[Outline records]

* * * * *

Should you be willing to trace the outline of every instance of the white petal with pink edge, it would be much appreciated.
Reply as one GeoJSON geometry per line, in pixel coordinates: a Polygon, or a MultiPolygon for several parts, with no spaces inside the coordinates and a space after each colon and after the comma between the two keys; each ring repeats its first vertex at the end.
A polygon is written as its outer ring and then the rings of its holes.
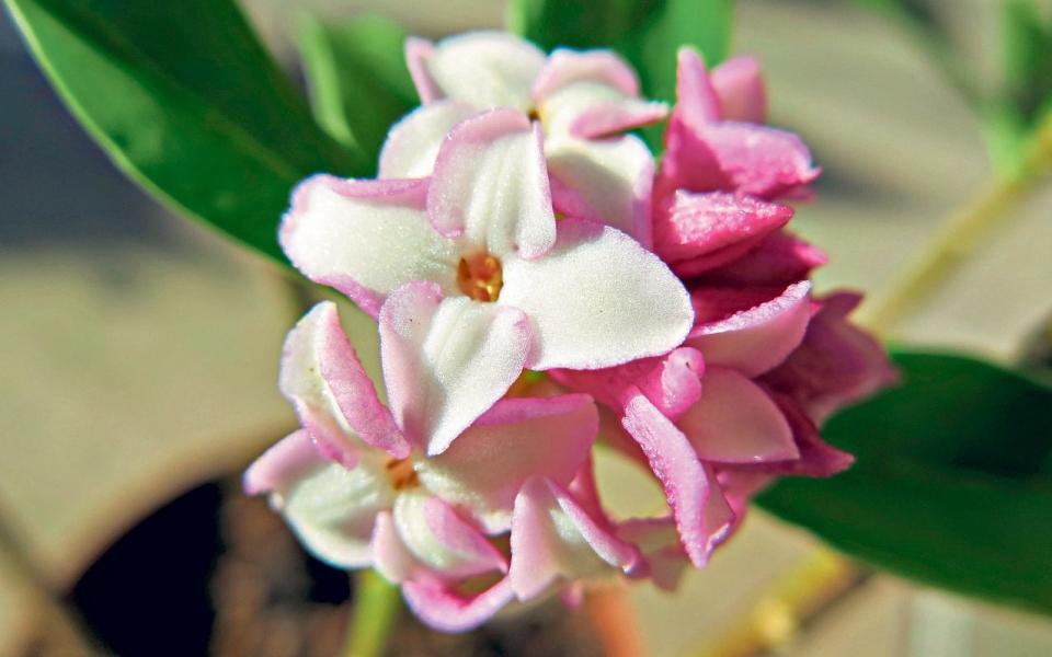
{"type": "Polygon", "coordinates": [[[522,311],[467,297],[443,299],[434,284],[397,290],[379,324],[391,413],[428,454],[445,451],[507,391],[530,351],[522,311]]]}

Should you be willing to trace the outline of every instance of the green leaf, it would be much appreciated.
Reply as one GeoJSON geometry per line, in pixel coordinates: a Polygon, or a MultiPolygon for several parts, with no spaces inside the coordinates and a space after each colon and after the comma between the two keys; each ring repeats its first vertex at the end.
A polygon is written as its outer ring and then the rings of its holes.
{"type": "Polygon", "coordinates": [[[329,138],[230,0],[7,0],[59,95],[148,189],[284,262],[290,188],[361,157],[329,138]]]}
{"type": "Polygon", "coordinates": [[[404,43],[405,32],[377,15],[334,25],[308,18],[300,31],[315,117],[371,162],[391,125],[419,104],[404,43]]]}
{"type": "MultiPolygon", "coordinates": [[[[676,51],[694,46],[709,66],[730,50],[733,0],[512,0],[508,25],[545,49],[613,48],[639,72],[644,95],[676,100],[676,51]]],[[[652,147],[661,129],[648,129],[652,147]]]]}
{"type": "Polygon", "coordinates": [[[823,431],[855,466],[759,504],[873,565],[1052,612],[1052,389],[961,356],[895,361],[902,385],[823,431]]]}

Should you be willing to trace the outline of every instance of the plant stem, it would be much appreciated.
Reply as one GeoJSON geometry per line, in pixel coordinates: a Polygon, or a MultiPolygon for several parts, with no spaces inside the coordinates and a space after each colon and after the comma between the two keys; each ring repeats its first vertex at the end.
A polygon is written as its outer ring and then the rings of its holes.
{"type": "Polygon", "coordinates": [[[398,587],[376,570],[355,576],[354,608],[347,625],[343,657],[380,657],[387,649],[395,621],[401,610],[398,587]]]}
{"type": "Polygon", "coordinates": [[[717,641],[690,657],[754,657],[787,646],[869,578],[869,572],[820,548],[782,573],[769,590],[717,641]]]}
{"type": "Polygon", "coordinates": [[[1013,210],[1050,170],[1052,118],[1034,132],[1019,175],[993,181],[971,204],[950,215],[928,246],[892,281],[889,291],[861,309],[861,322],[880,335],[890,335],[950,279],[985,238],[1016,216],[1013,210]]]}
{"type": "Polygon", "coordinates": [[[584,606],[606,657],[645,654],[639,621],[622,584],[594,587],[587,592],[584,606]]]}

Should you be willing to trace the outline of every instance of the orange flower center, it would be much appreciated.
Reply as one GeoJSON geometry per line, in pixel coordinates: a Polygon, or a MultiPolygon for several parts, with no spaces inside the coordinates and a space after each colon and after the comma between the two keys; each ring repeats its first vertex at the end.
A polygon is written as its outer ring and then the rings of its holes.
{"type": "Polygon", "coordinates": [[[496,301],[504,287],[501,261],[489,253],[460,258],[457,265],[457,287],[476,301],[496,301]]]}
{"type": "Polygon", "coordinates": [[[387,479],[396,491],[408,491],[420,485],[420,479],[413,470],[413,462],[409,459],[388,459],[384,469],[387,470],[387,479]]]}

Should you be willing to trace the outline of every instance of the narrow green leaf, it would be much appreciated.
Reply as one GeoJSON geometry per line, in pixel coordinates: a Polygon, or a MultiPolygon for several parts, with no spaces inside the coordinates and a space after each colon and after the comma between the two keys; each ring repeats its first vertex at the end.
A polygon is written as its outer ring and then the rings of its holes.
{"type": "Polygon", "coordinates": [[[961,356],[895,360],[902,385],[823,431],[855,466],[759,504],[873,565],[1052,612],[1052,389],[961,356]]]}
{"type": "Polygon", "coordinates": [[[366,15],[341,24],[306,19],[299,47],[315,117],[338,141],[376,162],[390,126],[419,104],[405,68],[405,32],[366,15]]]}
{"type": "Polygon", "coordinates": [[[313,123],[231,0],[7,0],[59,95],[163,200],[281,262],[290,188],[367,162],[313,123]]]}

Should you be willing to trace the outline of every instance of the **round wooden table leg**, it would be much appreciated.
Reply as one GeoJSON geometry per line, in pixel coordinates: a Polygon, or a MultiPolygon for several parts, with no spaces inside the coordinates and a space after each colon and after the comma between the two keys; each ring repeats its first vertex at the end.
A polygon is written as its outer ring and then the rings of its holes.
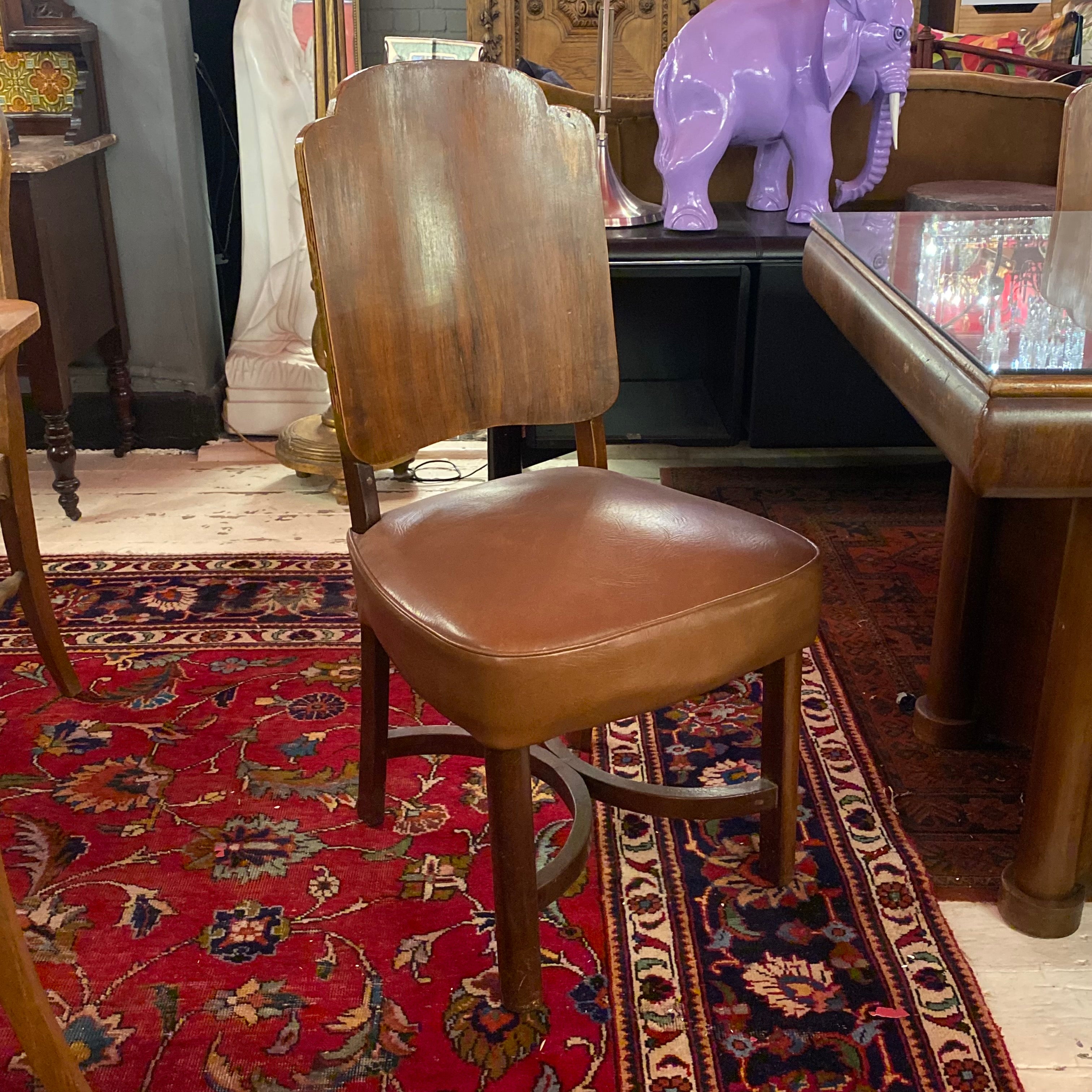
{"type": "Polygon", "coordinates": [[[992,506],[952,467],[940,558],[929,681],[914,710],[914,735],[938,747],[980,741],[974,692],[989,566],[992,506]]]}
{"type": "Polygon", "coordinates": [[[1014,929],[1065,937],[1081,924],[1081,843],[1092,790],[1092,499],[1072,502],[1016,860],[998,909],[1014,929]]]}

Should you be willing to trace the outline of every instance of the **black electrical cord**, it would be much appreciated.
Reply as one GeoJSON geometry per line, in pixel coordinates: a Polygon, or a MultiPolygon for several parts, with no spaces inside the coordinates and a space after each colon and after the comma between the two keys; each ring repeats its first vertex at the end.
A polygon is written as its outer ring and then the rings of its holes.
{"type": "MultiPolygon", "coordinates": [[[[209,70],[204,66],[204,61],[201,60],[200,55],[193,55],[193,62],[197,69],[198,78],[205,85],[205,90],[212,97],[213,105],[216,107],[216,112],[219,115],[219,123],[222,134],[227,133],[228,140],[232,142],[232,146],[235,149],[235,178],[232,180],[232,201],[227,209],[227,224],[224,228],[224,238],[215,239],[217,258],[221,260],[226,260],[227,258],[227,247],[232,238],[232,224],[235,221],[235,209],[236,199],[239,193],[239,142],[236,140],[235,131],[232,129],[232,123],[227,118],[227,111],[224,109],[224,105],[219,100],[219,95],[216,94],[216,87],[212,82],[212,78],[209,75],[209,70]]],[[[224,154],[223,150],[223,135],[221,136],[221,155],[219,155],[219,175],[216,179],[216,188],[212,194],[212,222],[213,222],[213,233],[215,235],[216,221],[219,212],[221,194],[224,188],[224,170],[227,165],[227,156],[224,154]]]]}
{"type": "Polygon", "coordinates": [[[463,482],[468,477],[473,477],[475,474],[480,474],[489,464],[483,463],[476,470],[468,471],[464,474],[450,459],[424,459],[419,463],[410,467],[410,480],[417,482],[420,485],[430,485],[442,482],[463,482]],[[450,466],[453,473],[448,477],[422,477],[420,470],[424,466],[450,466]]]}

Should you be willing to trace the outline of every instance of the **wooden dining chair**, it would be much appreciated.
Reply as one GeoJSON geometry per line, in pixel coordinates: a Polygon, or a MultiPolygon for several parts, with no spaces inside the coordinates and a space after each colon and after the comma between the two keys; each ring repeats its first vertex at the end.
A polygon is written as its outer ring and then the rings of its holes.
{"type": "Polygon", "coordinates": [[[358,811],[383,821],[390,757],[484,756],[501,998],[534,1009],[538,907],[583,864],[584,786],[656,815],[761,812],[761,870],[792,878],[818,551],[757,515],[606,468],[618,363],[582,114],[496,64],[388,64],[349,76],[296,156],[353,521],[358,811]],[[372,467],[473,429],[562,422],[577,423],[579,466],[380,519],[372,467]],[[388,654],[460,728],[388,731],[388,654]],[[634,784],[557,738],[756,669],[763,769],[745,785],[634,784]],[[563,865],[537,877],[533,771],[575,812],[563,865]]]}
{"type": "MultiPolygon", "coordinates": [[[[19,595],[38,650],[61,691],[80,692],[49,605],[49,591],[31,506],[26,474],[23,405],[15,363],[19,346],[38,329],[38,308],[9,299],[14,286],[8,236],[8,183],[11,175],[7,126],[0,126],[0,525],[12,574],[0,581],[0,602],[19,595]]],[[[7,1013],[27,1061],[46,1092],[91,1092],[61,1034],[23,939],[15,902],[0,858],[0,1008],[7,1013]]]]}

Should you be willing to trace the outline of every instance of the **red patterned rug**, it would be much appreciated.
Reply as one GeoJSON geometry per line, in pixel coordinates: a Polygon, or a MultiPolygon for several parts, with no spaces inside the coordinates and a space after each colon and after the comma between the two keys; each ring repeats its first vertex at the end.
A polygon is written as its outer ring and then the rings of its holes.
{"type": "Polygon", "coordinates": [[[945,899],[994,901],[1016,853],[1030,758],[914,738],[901,692],[929,666],[948,466],[682,467],[665,485],[794,527],[823,558],[823,644],[885,792],[945,899]]]}
{"type": "MultiPolygon", "coordinates": [[[[98,1092],[1019,1089],[831,662],[806,663],[793,883],[752,820],[601,810],[543,915],[549,1017],[496,1000],[483,770],[392,763],[356,821],[340,558],[48,565],[90,699],[0,616],[0,845],[98,1092]]],[[[616,772],[752,778],[760,682],[597,733],[616,772]]],[[[441,719],[395,678],[394,724],[441,719]]],[[[565,811],[539,786],[538,851],[565,811]]],[[[0,1088],[31,1089],[0,1023],[0,1088]]]]}

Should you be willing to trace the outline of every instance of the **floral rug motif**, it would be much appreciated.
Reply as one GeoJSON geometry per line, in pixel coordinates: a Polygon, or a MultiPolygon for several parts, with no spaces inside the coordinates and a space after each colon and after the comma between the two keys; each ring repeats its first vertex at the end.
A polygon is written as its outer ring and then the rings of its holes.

* * * * *

◆ What is asked
Reproduce the lines of the entries above exactly, but only from the line containing "motif**, it would be much appreciated." through the final line.

◆ Finished task
Should you be willing to trace the outline of every instance of the **floral rug motif**, it would be much appreciated.
Reply as one GeoJSON geometry per line, in pixel coordinates: a Polygon, or a MultiPolygon for several parts, with no spaces inside the coordinates and a space after each colon and after the comma between the two keys; each ring repeats its first vertex at the end.
A polygon is written as its outer ring and then the rings of its holes.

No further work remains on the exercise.